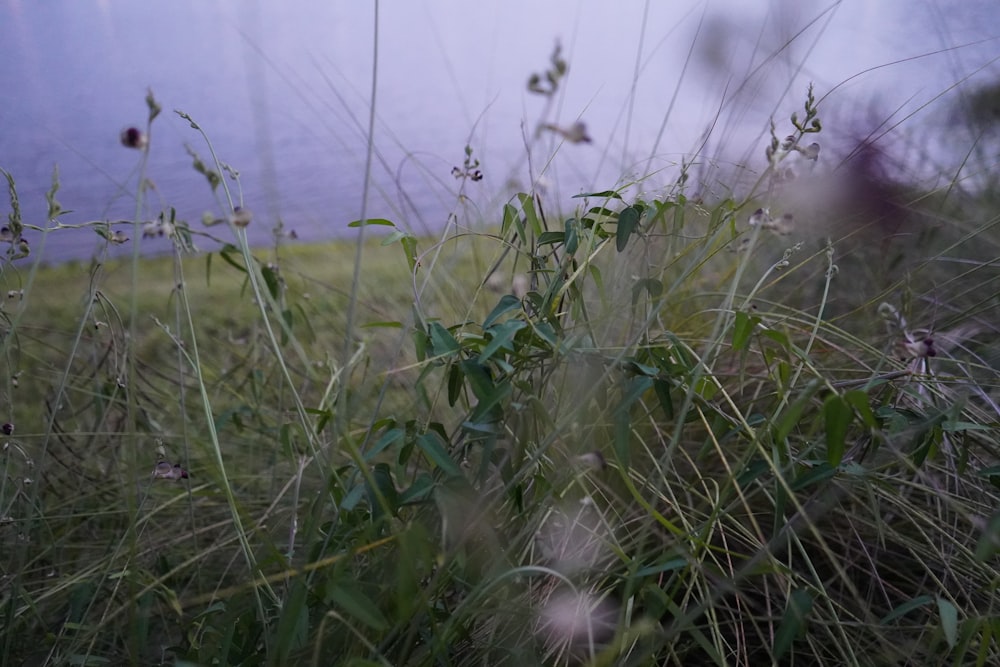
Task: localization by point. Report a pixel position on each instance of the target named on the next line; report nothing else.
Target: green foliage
(678, 441)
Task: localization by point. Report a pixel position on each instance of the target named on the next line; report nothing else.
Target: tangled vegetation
(656, 430)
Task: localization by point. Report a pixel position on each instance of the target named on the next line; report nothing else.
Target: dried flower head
(166, 470)
(133, 137)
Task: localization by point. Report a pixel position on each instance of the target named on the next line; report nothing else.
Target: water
(283, 91)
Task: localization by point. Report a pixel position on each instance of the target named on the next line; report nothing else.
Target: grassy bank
(648, 430)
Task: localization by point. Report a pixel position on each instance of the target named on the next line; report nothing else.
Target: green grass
(688, 440)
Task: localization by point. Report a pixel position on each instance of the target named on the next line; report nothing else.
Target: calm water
(283, 91)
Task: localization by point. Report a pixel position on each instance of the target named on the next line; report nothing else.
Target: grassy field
(647, 431)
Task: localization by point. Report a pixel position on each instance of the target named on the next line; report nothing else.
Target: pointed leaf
(837, 417)
(949, 621)
(793, 621)
(507, 303)
(628, 220)
(442, 340)
(432, 446)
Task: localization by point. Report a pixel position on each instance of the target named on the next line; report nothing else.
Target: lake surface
(283, 90)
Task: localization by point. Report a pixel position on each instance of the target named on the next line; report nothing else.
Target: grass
(692, 433)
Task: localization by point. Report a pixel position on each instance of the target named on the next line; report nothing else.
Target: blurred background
(284, 89)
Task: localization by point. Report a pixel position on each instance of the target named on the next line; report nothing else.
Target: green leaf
(293, 624)
(743, 328)
(814, 475)
(502, 335)
(837, 417)
(651, 286)
(793, 621)
(668, 566)
(442, 341)
(548, 238)
(455, 382)
(628, 221)
(271, 279)
(623, 436)
(509, 218)
(949, 621)
(507, 303)
(418, 492)
(383, 489)
(790, 417)
(380, 222)
(488, 402)
(662, 388)
(431, 445)
(607, 194)
(859, 400)
(572, 236)
(228, 253)
(389, 437)
(530, 216)
(356, 604)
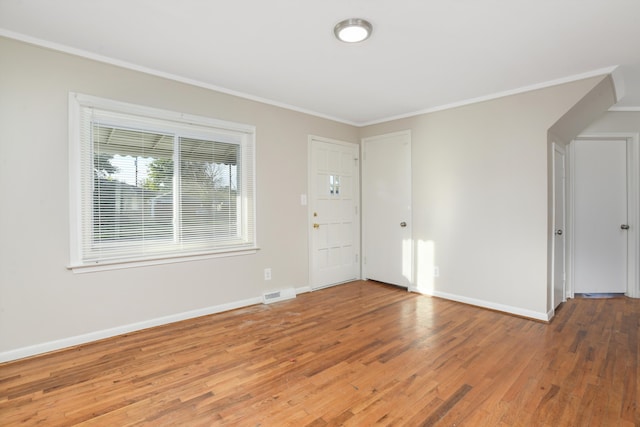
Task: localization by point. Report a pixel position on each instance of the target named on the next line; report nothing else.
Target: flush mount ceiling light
(353, 30)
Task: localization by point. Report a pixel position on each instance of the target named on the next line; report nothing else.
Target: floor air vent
(281, 295)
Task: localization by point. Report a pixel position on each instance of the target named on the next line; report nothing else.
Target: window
(149, 184)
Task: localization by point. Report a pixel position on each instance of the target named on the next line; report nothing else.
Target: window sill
(118, 265)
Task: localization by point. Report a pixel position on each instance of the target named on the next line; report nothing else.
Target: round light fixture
(353, 30)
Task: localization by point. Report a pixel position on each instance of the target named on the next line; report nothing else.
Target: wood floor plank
(362, 353)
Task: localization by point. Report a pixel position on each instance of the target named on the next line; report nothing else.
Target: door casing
(379, 234)
(316, 278)
(633, 210)
(558, 290)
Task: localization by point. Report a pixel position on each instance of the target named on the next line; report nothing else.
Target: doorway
(386, 216)
(604, 215)
(333, 217)
(559, 234)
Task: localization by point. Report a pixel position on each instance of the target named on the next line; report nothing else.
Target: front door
(386, 213)
(600, 216)
(334, 227)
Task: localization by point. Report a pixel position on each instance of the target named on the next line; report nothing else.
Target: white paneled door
(600, 216)
(334, 221)
(386, 209)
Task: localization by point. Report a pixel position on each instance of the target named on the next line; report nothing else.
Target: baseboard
(47, 347)
(517, 311)
(303, 290)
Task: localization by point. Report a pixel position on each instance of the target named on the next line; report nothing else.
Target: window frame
(146, 118)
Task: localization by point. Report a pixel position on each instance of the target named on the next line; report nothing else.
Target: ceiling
(423, 55)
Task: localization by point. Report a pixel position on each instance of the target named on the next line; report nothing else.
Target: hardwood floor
(357, 354)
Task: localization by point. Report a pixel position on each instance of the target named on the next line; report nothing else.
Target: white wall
(40, 300)
(479, 193)
(615, 122)
(480, 196)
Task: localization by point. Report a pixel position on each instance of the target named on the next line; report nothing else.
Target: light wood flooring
(358, 354)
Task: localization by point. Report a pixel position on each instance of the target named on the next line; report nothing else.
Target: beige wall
(615, 121)
(40, 300)
(479, 194)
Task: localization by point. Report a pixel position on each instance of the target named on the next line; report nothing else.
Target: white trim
(49, 346)
(150, 71)
(618, 83)
(496, 95)
(633, 207)
(128, 65)
(63, 343)
(530, 314)
(172, 259)
(625, 109)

» **WHAT IS REQUIRED**
Return, exactly and without additions, the lines that run from the one containing "Target: hardwood floor" to the end of the material above.

» **WRITTEN ANSWER**
Target: hardwood floor
(357, 354)
Task: localization by point. Report a pixel position on each instance of the target named on the next line; report nothing else.
Target: white wall
(40, 300)
(479, 193)
(615, 122)
(480, 196)
Task: localization by point. Report a pixel position on each instance of the target named on the next line; report nothing else.
Target: light wood flooring
(358, 354)
Task: localization by point. Report a pixel position on each instance of the target named on the next line; report nothing else.
Target: beige wall
(615, 121)
(40, 300)
(479, 194)
Task: localization by point. Report a pixel position on each instance of the target named on the next line; report nothing else.
Target: white trim
(49, 346)
(150, 71)
(618, 83)
(496, 95)
(633, 207)
(128, 65)
(63, 343)
(530, 314)
(172, 259)
(625, 109)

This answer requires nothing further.